■ Given passage
§
Blood transfusion service is critical in achieving universal health coverage

In Kenya, seven people require a blood transfusion every 10 minutes amid a shortage of supply, with only 16 per cent of the blood needed in the country collected in 2019. The World Health Organisation (WHO) says to meet the need Kenya requires at least a million units of blood yearly.

The Covid-19 pandemic exacerbated the shortage owing to a stark decrease in blood donations due to fears of infection at donation centres, cancelled blood donation drives and lockdown restrictions. This increased the risk of people needing blood as part of treatment for ailments and medical emergencies.

With schools closed, cancelled blood drives and mitigation measures against the pandemic, such as social distancing, blood donations were severely curtailed, resulting in a dire shortage of this essential commodity.

In the current model, the availability of blood is strained and compounded by inadequate structures to support the blood management services value chain, including last-mile deliveries to the health facilities.

Satellite transfusion centres

The Kenya National Blood Transfusion Service (KNBTS) does not deliver blood all the way; they only do to regional satellite blood transfusion centres. It then becomes the responsibility of the county governments to deliver it to the health facilities, which becomes difficult due to the strained financial resources.
§
■ Data records
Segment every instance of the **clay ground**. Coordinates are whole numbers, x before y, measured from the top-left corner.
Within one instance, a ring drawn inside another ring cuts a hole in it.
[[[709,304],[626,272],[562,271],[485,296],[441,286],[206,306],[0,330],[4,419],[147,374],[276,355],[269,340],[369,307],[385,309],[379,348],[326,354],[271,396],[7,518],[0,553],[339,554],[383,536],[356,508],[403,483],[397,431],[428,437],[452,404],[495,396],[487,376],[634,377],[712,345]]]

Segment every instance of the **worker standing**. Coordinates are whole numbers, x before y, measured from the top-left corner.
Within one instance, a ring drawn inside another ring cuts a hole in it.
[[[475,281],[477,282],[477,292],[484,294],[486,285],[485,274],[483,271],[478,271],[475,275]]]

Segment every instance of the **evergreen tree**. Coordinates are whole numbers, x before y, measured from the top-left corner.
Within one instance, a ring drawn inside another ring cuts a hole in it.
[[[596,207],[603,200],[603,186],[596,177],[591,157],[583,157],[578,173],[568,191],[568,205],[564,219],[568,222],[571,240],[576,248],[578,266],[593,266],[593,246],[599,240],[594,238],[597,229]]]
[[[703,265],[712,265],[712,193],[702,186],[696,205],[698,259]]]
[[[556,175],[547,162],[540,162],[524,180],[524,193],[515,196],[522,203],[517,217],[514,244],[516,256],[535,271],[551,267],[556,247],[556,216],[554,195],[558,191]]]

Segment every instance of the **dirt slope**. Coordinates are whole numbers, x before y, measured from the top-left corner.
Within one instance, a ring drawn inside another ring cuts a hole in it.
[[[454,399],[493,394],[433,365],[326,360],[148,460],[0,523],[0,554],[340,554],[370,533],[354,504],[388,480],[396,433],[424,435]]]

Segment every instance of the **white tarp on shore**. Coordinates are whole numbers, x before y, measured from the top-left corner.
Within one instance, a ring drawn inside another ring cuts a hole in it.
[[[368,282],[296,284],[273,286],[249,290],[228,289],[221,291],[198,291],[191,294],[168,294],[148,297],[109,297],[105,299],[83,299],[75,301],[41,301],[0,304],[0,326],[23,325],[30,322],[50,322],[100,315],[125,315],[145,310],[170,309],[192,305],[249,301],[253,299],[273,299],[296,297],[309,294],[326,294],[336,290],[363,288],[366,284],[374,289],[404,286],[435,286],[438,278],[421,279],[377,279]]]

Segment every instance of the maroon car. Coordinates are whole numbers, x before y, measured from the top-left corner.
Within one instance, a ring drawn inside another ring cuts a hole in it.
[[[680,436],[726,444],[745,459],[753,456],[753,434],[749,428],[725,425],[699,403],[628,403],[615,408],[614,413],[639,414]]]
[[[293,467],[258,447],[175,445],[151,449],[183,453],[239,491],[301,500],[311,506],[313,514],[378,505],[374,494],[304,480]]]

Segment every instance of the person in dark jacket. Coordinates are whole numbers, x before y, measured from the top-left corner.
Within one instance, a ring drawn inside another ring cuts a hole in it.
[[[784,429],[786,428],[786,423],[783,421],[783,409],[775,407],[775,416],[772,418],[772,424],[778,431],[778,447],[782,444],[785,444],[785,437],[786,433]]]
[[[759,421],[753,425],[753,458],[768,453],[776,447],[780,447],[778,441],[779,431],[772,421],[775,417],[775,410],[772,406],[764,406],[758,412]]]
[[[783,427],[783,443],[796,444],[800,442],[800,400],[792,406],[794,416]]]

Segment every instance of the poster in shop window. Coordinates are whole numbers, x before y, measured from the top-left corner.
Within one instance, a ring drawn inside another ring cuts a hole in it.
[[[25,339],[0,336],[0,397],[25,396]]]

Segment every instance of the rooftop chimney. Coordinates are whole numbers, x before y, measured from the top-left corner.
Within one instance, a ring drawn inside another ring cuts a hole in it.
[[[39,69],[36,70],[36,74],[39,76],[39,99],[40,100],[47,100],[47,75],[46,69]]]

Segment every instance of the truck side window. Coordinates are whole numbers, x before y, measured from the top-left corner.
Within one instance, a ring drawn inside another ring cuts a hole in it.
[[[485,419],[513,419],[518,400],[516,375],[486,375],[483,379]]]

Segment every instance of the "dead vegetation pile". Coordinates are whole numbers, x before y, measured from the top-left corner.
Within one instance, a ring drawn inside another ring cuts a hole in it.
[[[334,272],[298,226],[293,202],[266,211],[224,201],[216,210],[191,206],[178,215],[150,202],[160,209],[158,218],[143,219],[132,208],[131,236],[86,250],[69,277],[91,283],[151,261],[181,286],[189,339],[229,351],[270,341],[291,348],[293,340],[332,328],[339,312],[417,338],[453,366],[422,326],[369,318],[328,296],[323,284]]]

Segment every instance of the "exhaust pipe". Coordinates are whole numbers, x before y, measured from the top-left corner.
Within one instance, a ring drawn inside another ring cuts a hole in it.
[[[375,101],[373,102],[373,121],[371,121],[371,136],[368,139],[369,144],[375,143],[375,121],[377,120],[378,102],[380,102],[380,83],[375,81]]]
§
■ Work instruction A
Return everything in the passage on Kenya's blood supply from "The Covid-19 pandemic" down to "the health facilities.".
■ Work instruction B
According to the passage on Kenya's blood supply, why is it hard to get blood from the regional satellite centres to health facilities? Answer in one to three sentences.
■ Work instruction C
Extend the passage on Kenya's blood transfusion service, picking up after its final sentence.

■ Response box A
The Covid-19 pandemic exacerbated the shortage owing to a stark decrease in blood donations due to fears of infection at donation centres, cancelled blood donation drives and lockdown restrictions. This increased the risk of people needing blood as part of treatment for ailments and medical emergencies.

With schools closed, cancelled blood drives and mitigation measures against the pandemic, such as social distancing, blood donations were severely curtailed, resulting in a dire shortage of this essential commodity.

In the current model, the availability of blood is strained and compounded by inadequate structures to support the blood management services value chain, including last-mile deliveries to the health facilities.

■ Response box B
The Kenya National Blood Transfusion Service delivers blood only as far as the regional satellite transfusion centres. County governments must carry it the rest of the way to health facilities, and their strained financial resources make that difficult.

■ Response box C
To achieve the ambitious universal health coverage (UHC) aspiration, there is a need for highly innovative health system strengthening solutions that are available, cost-effective, sustainable and scalable. It requires solutions that can be immediately deployed to bridge the huge gap in the blood ecosystem. It’s imperative to invest in the whole blood transfusion and management value chain—blood donation, storage, testing and distribution.

Blood donor drives and donations are important in addressing the shortage but it is critical to strengthen the other components within the ecosystem.

Cold chain systems ensure safe storage and ferrying of blood from its collection point to its final transfusion into a patient. Whole blood is warm on collection but must be chilled to 4°C and kept at this temperature until transfusion. Kenya has a storage capacity of only 50,000 pints of blood in its cold chain system, which is inadequate to sustain demands for blood and limits blood drives.

Must be safe

The blood to be transfused must be safe for administration to patients; it should be free from disease pathogens such as hepatitis B and C viruses, HIV and syphilis. It is, therefore, critical to invest and build capacity in quality laboratory testing systems in the counties with capabilities for blood typing, compatibility testing and diagnostic testing for infectious diseases.

The delivery and distribution of critical medical supplies, including blood, to healthcare centres, is hugely critical with a direct impact on patients in need. In most emergency cases, the availability or lack thereof of these supplies often presents a life or death situation. In remote areas with poor roads and extreme weather conditions, the delivery time is often hampered. It’s therefore extremely important to adopt innovative last-mile delivery solutions to save lives.

Amref Health Africa has partnered with the Health ministry in augmenting KNBTS’s efforts to increase access to safe blood. Innovative solutions to the management of blood services can catalyse the attainment of UHC by ensuring access to a timely supply of safe blood to the marginalised and vulnerable communities, particularly women and children.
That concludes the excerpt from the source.